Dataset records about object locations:
════════════════════

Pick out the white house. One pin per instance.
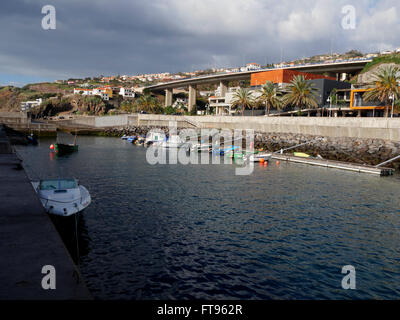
(83, 91)
(126, 92)
(27, 105)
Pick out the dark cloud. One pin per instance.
(129, 37)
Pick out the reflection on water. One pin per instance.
(74, 233)
(200, 232)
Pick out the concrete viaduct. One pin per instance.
(333, 69)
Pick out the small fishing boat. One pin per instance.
(174, 141)
(62, 197)
(125, 137)
(61, 148)
(260, 157)
(222, 151)
(140, 140)
(301, 155)
(154, 138)
(201, 147)
(32, 139)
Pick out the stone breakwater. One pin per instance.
(356, 150)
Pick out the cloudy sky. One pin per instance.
(103, 37)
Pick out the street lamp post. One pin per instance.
(329, 100)
(392, 97)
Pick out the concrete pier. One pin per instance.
(29, 240)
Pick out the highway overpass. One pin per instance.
(333, 69)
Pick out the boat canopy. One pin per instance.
(58, 184)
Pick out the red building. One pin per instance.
(282, 76)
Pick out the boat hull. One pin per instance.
(65, 208)
(61, 149)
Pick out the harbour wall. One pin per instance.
(363, 128)
(29, 240)
(369, 151)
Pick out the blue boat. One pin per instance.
(222, 151)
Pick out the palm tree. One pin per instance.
(270, 96)
(243, 98)
(384, 87)
(301, 93)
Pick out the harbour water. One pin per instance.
(201, 232)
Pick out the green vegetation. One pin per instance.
(384, 87)
(393, 58)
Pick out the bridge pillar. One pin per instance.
(168, 97)
(223, 85)
(192, 97)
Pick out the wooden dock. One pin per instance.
(29, 241)
(382, 171)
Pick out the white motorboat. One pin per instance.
(259, 157)
(62, 197)
(201, 147)
(174, 141)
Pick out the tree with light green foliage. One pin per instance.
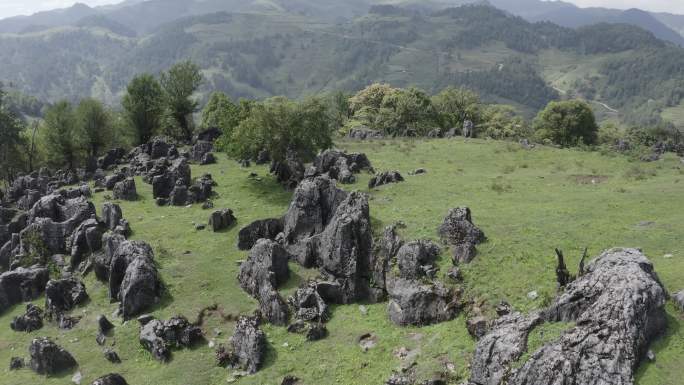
(406, 112)
(501, 122)
(94, 126)
(61, 138)
(143, 104)
(179, 84)
(566, 123)
(280, 125)
(453, 106)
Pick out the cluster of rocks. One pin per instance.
(160, 337)
(458, 231)
(617, 308)
(221, 220)
(384, 178)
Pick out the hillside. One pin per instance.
(627, 204)
(278, 52)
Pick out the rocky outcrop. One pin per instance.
(86, 240)
(21, 285)
(30, 321)
(266, 229)
(288, 172)
(265, 269)
(416, 259)
(384, 178)
(617, 307)
(679, 300)
(112, 158)
(133, 278)
(341, 166)
(248, 345)
(461, 234)
(200, 149)
(221, 220)
(125, 190)
(344, 248)
(63, 295)
(110, 379)
(160, 337)
(49, 358)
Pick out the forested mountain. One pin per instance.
(283, 48)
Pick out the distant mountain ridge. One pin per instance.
(144, 16)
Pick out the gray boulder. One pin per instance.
(111, 215)
(110, 379)
(345, 247)
(221, 220)
(133, 278)
(266, 229)
(679, 300)
(160, 337)
(49, 358)
(248, 345)
(30, 321)
(22, 285)
(63, 295)
(416, 259)
(618, 309)
(458, 231)
(125, 190)
(384, 178)
(265, 265)
(415, 303)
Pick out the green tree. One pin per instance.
(143, 106)
(567, 123)
(10, 141)
(94, 126)
(279, 125)
(221, 112)
(179, 83)
(453, 106)
(61, 135)
(405, 111)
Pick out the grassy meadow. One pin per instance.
(527, 202)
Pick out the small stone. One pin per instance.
(76, 379)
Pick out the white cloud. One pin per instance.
(26, 7)
(671, 6)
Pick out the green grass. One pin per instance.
(546, 200)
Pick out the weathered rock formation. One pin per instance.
(221, 220)
(341, 166)
(461, 234)
(248, 345)
(617, 308)
(22, 285)
(30, 321)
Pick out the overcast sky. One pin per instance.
(26, 7)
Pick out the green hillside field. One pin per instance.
(527, 201)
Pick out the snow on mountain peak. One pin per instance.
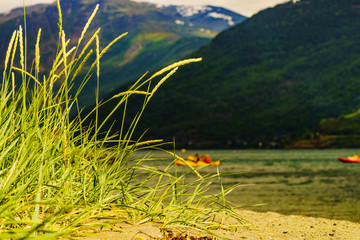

════════════════════

Your goal:
Put every line of the items above into a numbered list. Skip blank lines and leave the pictures out.

Task answer:
1. Pick out the white house. One pin per instance.
2. (83, 91)
3. (126, 92)
4. (27, 105)
5. Pick out the dark cloud. One pin per instance.
6. (129, 37)
7. Pick out the reflection on water. One pin per instance.
8. (74, 233)
9. (200, 232)
10. Pick out the concrete viaduct. One pin per instance.
11. (333, 69)
12. Pick out the small fishing boat. One pin per instance.
13. (174, 141)
14. (62, 197)
15. (125, 137)
16. (61, 148)
17. (260, 157)
18. (222, 151)
19. (140, 140)
20. (301, 155)
21. (154, 138)
22. (201, 147)
23. (32, 139)
24. Pick out the stone breakwater. One pin per instance.
25. (356, 150)
26. Pick out the cloudy sky. One pin per instance.
27. (103, 37)
28. Pick out the street lamp post. One pin per instance.
29. (329, 100)
30. (392, 97)
31. Pick out the concrete pier. One pin per instance.
32. (29, 240)
33. Pick out the highway overpass. One pin per instance.
34. (333, 69)
35. Pick out the boat canopy. One pin per instance.
36. (58, 184)
37. Pick out the red building. One pin per instance.
38. (282, 76)
39. Pick out the boat hull. One pin per instance.
40. (65, 208)
41. (61, 149)
42. Pick out the harbour wall. One pin per instance.
43. (363, 128)
44. (29, 240)
45. (369, 151)
46. Pick out the blue boat. One pin per instance.
47. (222, 151)
48. Pick out the palm tree. One pin per instance.
49. (270, 96)
50. (243, 98)
51. (384, 87)
52. (301, 93)
53. Pick out the harbour water. One pin per instance.
54. (201, 232)
55. Pick out the green vegetation. One pin per instance.
56. (384, 87)
57. (393, 58)
58. Pick out the bridge pillar. One pin per instance.
59. (168, 97)
60. (223, 85)
61. (192, 97)
62. Pick out the wooden dock. One pin per instance.
63. (29, 241)
64. (382, 171)
65. Pick out the white motorboat. One pin per instance.
66. (259, 157)
67. (62, 197)
68. (201, 147)
69. (174, 141)
70. Pick out the tree with light green foliage. One pin per instance.
71. (406, 112)
72. (501, 122)
73. (94, 126)
74. (61, 138)
75. (143, 104)
76. (179, 84)
77. (566, 123)
78. (280, 125)
79. (453, 106)
80. Pick out the cluster of rocks. One pin per instance.
81. (160, 337)
82. (458, 231)
83. (617, 308)
84. (221, 220)
85. (384, 178)
86. Pick out the hillside. One pin per instance.
87. (627, 204)
88. (278, 52)
89. Pick out the rocky outcrop. One pin per instance.
90. (86, 240)
91. (21, 285)
92. (30, 321)
93. (266, 229)
94. (288, 172)
95. (265, 269)
96. (416, 259)
97. (384, 178)
98. (617, 307)
99. (679, 300)
100. (112, 158)
101. (133, 278)
102. (341, 166)
103. (248, 345)
104. (461, 234)
105. (200, 149)
106. (221, 220)
107. (125, 190)
108. (344, 248)
109. (63, 295)
110. (110, 379)
111. (160, 337)
112. (49, 358)
113. Pick out the forested mountain. One pin per instance.
114. (283, 48)
115. Pick out the distant mountain ridge. One pin per instance.
116. (144, 16)
117. Pick out the gray boulder. One pin per instance.
118. (111, 215)
119. (110, 379)
120. (345, 247)
121. (221, 220)
122. (133, 278)
123. (266, 229)
124. (679, 300)
125. (160, 337)
126. (49, 358)
127. (248, 345)
128. (30, 321)
129. (22, 285)
130. (63, 295)
131. (416, 259)
132. (618, 309)
133. (458, 231)
134. (125, 190)
135. (384, 178)
136. (265, 265)
137. (415, 303)
138. Pick out the green tree. One pin per instance.
139. (143, 106)
140. (567, 123)
141. (10, 141)
142. (94, 126)
143. (279, 125)
144. (221, 112)
145. (179, 83)
146. (453, 106)
147. (61, 135)
148. (405, 111)
149. Pick out the grassy meadow. One pin per instance.
150. (527, 202)
151. Pick out the small stone. One pin per instance.
152. (76, 379)
153. Pick out the white cloud. One pin per instance.
154. (26, 7)
155. (671, 6)
156. Pick out the green grass. One pin per instance.
157. (546, 200)
158. Pick out the weathered rock formation. One pin per instance.
159. (221, 220)
160. (341, 166)
161. (461, 234)
162. (248, 345)
163. (617, 308)
164. (22, 285)
165. (30, 321)
166. Pick out the overcast sky. One pin per instance.
167. (26, 7)
168. Pick out the green hillside field. One pin per instance.
169. (527, 201)
170. Pick out the snow on mountain peak. One pin per instance.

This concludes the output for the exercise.